BRIEF
Locate the line that contains "Task: place one pin on each instance of the concrete ledge". Retype it and every line after it to the end of the records, exactly, but not the pictures.

# DATA PROVIDED start

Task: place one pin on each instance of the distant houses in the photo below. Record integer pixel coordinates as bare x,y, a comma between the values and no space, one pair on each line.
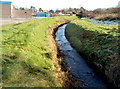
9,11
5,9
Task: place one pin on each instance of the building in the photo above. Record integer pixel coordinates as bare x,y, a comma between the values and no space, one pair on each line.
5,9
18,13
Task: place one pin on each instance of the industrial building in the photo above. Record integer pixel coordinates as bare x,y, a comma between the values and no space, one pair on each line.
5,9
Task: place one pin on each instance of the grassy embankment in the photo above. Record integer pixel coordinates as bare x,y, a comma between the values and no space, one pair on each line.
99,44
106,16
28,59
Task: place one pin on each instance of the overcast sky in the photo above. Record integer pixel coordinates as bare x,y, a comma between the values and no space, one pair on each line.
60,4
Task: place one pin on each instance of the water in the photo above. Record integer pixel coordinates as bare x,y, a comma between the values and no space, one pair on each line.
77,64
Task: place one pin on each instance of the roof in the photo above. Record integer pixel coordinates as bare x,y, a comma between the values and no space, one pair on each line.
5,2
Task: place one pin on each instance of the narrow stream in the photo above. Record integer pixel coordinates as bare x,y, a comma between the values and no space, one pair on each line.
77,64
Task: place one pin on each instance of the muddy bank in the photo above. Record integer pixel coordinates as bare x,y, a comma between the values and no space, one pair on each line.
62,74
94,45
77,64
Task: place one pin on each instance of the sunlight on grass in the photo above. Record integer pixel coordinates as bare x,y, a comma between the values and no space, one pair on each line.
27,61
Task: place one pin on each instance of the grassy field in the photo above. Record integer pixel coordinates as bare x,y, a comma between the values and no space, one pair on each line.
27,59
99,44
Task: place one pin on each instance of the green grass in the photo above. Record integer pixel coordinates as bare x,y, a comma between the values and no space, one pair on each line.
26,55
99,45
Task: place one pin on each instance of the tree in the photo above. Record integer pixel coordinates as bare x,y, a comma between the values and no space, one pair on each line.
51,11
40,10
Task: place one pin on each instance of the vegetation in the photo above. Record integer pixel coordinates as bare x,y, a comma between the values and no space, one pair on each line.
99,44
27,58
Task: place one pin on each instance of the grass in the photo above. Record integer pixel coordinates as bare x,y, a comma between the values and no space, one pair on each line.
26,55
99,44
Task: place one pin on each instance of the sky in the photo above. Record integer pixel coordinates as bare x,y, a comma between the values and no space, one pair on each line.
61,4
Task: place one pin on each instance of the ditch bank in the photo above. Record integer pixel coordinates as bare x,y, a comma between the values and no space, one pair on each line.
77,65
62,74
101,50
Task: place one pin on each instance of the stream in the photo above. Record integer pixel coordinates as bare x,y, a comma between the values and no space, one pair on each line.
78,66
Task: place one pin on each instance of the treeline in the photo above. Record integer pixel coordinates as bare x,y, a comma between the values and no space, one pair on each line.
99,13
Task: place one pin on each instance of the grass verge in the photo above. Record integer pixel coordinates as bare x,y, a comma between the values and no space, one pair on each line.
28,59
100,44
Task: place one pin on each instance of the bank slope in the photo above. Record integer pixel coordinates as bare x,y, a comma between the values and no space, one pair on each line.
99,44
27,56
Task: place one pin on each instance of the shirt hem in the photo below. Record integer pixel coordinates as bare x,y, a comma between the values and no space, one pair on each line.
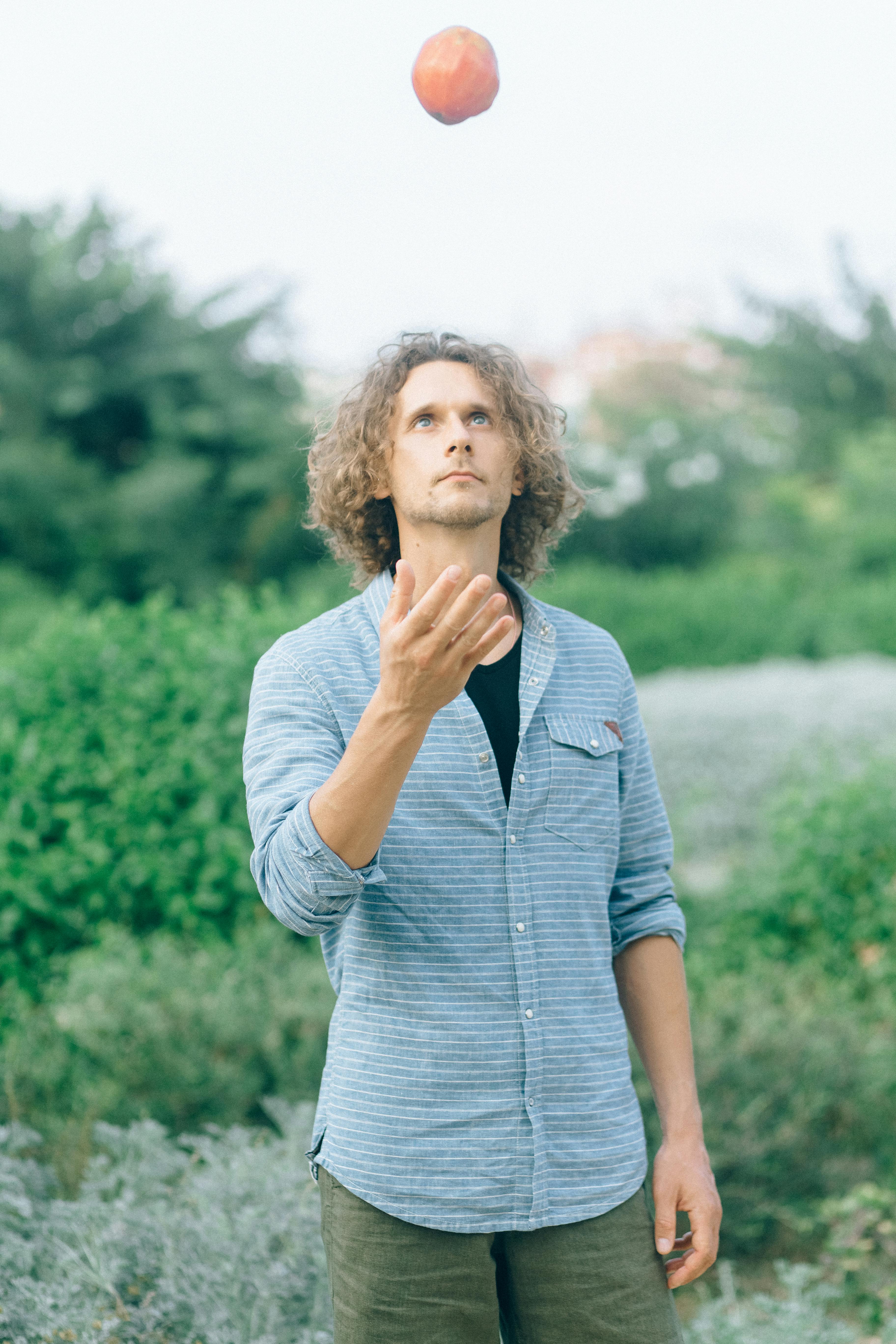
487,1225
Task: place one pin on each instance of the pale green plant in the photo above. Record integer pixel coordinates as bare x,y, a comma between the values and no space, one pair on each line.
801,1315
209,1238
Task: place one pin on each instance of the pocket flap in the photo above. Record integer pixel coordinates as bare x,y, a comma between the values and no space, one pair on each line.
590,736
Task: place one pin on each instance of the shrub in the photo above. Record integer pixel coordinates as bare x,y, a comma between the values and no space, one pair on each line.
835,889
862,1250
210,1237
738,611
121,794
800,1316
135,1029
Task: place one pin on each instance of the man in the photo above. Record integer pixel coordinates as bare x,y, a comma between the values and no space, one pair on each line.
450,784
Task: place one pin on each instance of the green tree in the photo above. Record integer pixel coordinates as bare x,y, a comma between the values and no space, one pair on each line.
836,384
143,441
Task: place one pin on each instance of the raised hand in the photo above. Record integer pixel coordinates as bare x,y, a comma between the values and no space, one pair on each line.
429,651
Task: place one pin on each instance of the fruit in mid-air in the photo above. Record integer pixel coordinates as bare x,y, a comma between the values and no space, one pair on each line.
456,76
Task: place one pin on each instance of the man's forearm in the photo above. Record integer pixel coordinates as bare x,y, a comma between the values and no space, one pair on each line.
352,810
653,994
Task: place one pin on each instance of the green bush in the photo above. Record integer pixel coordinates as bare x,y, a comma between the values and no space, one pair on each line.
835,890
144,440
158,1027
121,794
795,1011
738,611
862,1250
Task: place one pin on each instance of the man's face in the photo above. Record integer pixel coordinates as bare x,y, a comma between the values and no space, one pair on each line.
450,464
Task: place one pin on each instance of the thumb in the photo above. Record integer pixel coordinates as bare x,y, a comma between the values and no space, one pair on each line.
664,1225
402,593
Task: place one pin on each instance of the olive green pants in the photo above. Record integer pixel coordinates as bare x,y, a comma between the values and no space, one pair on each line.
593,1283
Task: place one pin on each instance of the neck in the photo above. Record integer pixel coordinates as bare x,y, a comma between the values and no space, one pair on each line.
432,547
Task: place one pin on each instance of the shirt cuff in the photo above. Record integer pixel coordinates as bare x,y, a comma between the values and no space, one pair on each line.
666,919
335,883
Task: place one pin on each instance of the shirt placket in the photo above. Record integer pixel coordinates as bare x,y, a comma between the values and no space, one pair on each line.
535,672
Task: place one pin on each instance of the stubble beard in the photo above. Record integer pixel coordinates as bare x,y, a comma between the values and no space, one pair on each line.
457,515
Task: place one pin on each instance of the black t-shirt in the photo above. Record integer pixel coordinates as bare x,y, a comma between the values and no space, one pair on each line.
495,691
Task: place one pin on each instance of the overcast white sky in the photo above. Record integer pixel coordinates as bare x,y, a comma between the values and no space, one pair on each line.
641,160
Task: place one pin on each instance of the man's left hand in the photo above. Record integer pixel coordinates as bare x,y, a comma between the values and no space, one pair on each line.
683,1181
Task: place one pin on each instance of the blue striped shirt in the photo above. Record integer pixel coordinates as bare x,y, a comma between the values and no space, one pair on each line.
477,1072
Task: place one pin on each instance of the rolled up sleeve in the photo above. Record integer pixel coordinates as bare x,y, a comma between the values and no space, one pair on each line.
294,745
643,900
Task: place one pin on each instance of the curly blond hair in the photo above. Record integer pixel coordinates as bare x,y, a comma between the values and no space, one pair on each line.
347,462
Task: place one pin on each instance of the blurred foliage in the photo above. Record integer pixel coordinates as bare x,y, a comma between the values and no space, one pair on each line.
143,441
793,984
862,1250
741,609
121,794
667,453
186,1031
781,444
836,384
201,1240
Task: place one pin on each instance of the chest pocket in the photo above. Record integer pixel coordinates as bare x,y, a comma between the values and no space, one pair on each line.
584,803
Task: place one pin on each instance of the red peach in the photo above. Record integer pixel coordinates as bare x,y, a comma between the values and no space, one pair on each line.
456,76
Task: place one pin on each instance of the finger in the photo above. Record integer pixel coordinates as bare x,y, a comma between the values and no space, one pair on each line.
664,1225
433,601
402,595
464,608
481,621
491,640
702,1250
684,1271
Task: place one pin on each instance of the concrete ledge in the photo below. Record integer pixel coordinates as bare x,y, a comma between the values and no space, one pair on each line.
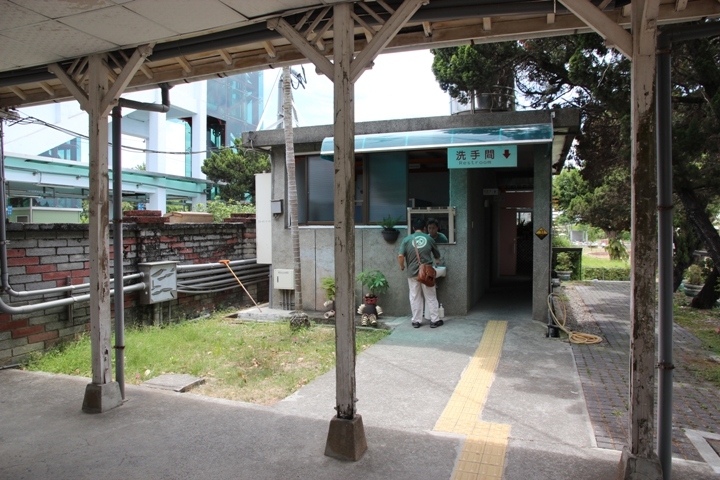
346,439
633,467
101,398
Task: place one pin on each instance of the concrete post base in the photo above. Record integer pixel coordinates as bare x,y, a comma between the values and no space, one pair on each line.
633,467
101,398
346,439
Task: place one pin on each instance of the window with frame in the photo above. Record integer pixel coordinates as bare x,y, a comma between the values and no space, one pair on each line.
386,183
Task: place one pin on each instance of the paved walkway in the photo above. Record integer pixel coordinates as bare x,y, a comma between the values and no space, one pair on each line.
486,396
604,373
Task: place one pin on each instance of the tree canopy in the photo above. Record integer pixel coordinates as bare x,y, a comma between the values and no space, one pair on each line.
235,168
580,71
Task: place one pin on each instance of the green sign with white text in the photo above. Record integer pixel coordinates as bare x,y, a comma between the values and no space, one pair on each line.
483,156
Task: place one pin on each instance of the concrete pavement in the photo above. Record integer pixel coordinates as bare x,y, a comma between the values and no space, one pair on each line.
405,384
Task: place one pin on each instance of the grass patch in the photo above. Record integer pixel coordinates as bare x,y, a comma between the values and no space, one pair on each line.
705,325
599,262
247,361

# DATA PROVIDED end

EXERCISE OUTPUT
Task: place one pin on each instance of the concrete ledge in the photo below. Record integer pixel coordinates as bare x,y, a comma between the values and no space, one pair on each line.
346,439
633,467
101,398
Task: place one pin on each instance of the concrete post base in the photo above. Record integer pixel coordinates as bare x,y, a comma between the values and no space, one pair on each line.
633,467
101,398
346,439
Task: place one pin on each instance of the window with frame in the photo above. Record integer pixel coordinates as bare x,y, a comma between the values and no space, one pair on each line.
386,183
Task: place one pin on each instance of the paved walkway in the photo above. Record integer pixel coordinates as bare x,y, a comma between the values and no space, one pair on each line.
486,396
604,373
Task: place one pin on each instance of the tree canopy in the photo above. Record integer pixel coordinates as bare x,y, a comma between the values and no space, one pair on each line.
235,168
580,71
Task: place one pin on each instance of the green sign with white text in the photo above. Record integer pixel coordinates as bare x,y, a comma between the values and no space, one pair on each line.
483,156
Task: place one pin on each instance of the concrete pavement in the photo above. Record integer pixel coordinates as bare x,y, a comma between the values and no space, one pair on each line.
405,384
Task: place one pin on each instance of the grass patch in the photo above. Record integer pixel coordinates as bare x,y, a comma between the values and no space, one pair on each line.
705,325
599,262
247,361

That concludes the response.